* [WHAT TO PRODUCE]:
Extend the forum thread on SSAO performance and texture cache misses, picking up right after its last sentence.

* [QUOTED PASSAGE]:
[Start of Attachment]
Do you have any sources for this? Not that I don't trust you, but I can't find anything on this on google.

Maybe this (did not read it): http://research.nvidia.com/publication/scalable-ambient-obscurance

However, what i mean is simple:

Close to camera means you need to sample a large area in screen space, so samples get spread in memory and also the sample count can increase (depending on algorithm).

If you have a mip map pyramid of the depth you can pick a higher mip map level so performance remains constant independent of distance.

 

Edit: Are you sure increasing command buffer count comes from SSAO? Makes no sense.

And I am not sure if the command buffer count comes from SSAO, but what I do know is that SSAO takes up most of my performance (as you can see in the graph) and in those frames command buffer counts increase as well.

 

Edit: And I think you are talking about cache misses from texture samples? And I don't really understand your mip map pyramid, I believe if you downsample a depth texture it does not really make sense anymore? Since it will linear interpolate between the values during downsampling?

 

Edit2: I lowered my samplerate and framerate does improve a lot, so I guess the amount of samples attributes to too much random memory access which causes cache misses as you stated :) 

Link to scrnshot: 21ad9b39ba.png

The cost of a texture sample depends whether you hit the cache or not, which depends on whether your sampling is coherent or not (e g. Do neighbouring pixels sample neighbouring texels). If your SSAO changes it's sampling radius based on the distance to the surface, then this is a predictable result. At long range, your pixels might be sampling a small 3x3 area of texels, which is quite predicable, but at near range perhaps you start sampling a 1000x1000 area of pixels (111k times larger), which is very incoherent and the cache suddenly can't help you any more.
[End of Attachment]
* [INFORMATION SHOWN]:
[Start of Attachment]
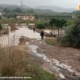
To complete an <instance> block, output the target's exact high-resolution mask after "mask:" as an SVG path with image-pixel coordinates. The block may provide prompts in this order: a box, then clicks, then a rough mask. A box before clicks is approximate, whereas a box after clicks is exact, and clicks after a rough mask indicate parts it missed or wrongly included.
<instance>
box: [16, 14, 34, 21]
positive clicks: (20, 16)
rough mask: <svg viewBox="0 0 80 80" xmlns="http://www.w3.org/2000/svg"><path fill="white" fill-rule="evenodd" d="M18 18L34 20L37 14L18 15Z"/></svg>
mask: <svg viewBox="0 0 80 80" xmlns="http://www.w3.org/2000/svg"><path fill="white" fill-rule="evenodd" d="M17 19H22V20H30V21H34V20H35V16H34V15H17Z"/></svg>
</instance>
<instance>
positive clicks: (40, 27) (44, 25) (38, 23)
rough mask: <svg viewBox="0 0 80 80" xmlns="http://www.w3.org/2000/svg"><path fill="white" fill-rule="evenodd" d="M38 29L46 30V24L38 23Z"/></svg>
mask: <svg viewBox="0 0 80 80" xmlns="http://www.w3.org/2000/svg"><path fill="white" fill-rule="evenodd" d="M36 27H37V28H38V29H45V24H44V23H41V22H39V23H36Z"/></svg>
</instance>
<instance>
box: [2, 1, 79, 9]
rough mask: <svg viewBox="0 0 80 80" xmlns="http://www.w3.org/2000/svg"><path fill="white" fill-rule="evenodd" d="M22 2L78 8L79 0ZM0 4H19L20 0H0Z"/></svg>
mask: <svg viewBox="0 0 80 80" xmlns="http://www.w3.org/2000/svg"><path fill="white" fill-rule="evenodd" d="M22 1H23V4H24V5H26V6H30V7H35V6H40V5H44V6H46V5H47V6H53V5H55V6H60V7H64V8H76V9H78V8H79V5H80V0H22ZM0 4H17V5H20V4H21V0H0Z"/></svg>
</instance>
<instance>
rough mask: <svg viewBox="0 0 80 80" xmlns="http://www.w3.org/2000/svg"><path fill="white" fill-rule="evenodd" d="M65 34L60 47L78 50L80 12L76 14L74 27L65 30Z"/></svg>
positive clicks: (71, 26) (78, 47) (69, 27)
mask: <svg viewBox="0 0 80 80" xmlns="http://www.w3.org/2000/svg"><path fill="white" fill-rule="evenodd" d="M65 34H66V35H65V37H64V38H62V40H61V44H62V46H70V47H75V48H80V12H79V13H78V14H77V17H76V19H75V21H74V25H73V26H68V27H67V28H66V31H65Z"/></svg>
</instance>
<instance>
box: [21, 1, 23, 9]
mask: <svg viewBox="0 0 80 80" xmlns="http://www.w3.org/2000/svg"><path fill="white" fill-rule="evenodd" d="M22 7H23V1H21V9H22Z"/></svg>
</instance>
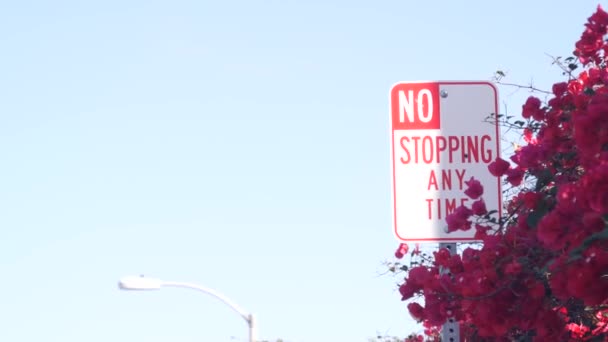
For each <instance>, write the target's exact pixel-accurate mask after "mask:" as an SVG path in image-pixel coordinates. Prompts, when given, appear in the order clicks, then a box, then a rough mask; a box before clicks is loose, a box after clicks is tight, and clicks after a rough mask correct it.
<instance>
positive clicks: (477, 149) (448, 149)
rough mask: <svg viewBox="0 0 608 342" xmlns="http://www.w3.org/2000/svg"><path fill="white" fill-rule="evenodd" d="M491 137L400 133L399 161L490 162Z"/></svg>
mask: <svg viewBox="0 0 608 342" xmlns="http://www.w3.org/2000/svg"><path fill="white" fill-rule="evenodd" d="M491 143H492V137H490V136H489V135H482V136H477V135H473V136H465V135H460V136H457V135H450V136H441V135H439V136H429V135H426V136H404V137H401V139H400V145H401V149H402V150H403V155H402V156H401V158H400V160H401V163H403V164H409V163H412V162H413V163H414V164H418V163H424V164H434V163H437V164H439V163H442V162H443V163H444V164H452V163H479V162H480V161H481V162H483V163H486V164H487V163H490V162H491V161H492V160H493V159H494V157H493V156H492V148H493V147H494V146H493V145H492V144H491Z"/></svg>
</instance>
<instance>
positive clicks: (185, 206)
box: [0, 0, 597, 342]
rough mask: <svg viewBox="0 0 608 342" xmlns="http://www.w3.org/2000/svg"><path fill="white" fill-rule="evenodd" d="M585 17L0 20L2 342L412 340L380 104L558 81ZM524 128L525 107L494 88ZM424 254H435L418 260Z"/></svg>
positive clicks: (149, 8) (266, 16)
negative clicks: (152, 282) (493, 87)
[End of Attachment]
* [ANSWER AREA]:
These kinds of variable radius effects either need a way to reduce the size of the data set that they're sampling on, such as the mipmaps mentioned above (a hierarchical structure) or simply clamping your filter radius with "min".

9 hours ago, Mercesa said:

Edit: And I think you are talking about cache misses from texture samples? And I don't really understand your mip map pyramid, I believe if you downsample a depth texture it does not really make sense anymore? Since it will linear interpolate between the values during downsampling?

Unlike to shadow maps downsampling depth with interpolation should actually increase quality for SSAO as it prefilters (f. ex. VSM shadow maps also benefit from downsampling). You could even implement your own trilinear filtering by blending results from two mips, or use dithereing to avoid banding from switching mips... if the switch becomes visible at all.

Probably you should distribute your samples over multiple frames so you get high sample count and quality for free, similar to temporal aliasing. Should bring you down to 1-3 ms or something. High quality methods can use 4-5 ms, but IMO that's a real waste even on 1000$ GPUs :)

I guess the varying commandbuffer count could be caused by frustum / occlusion culling or NPCs running around?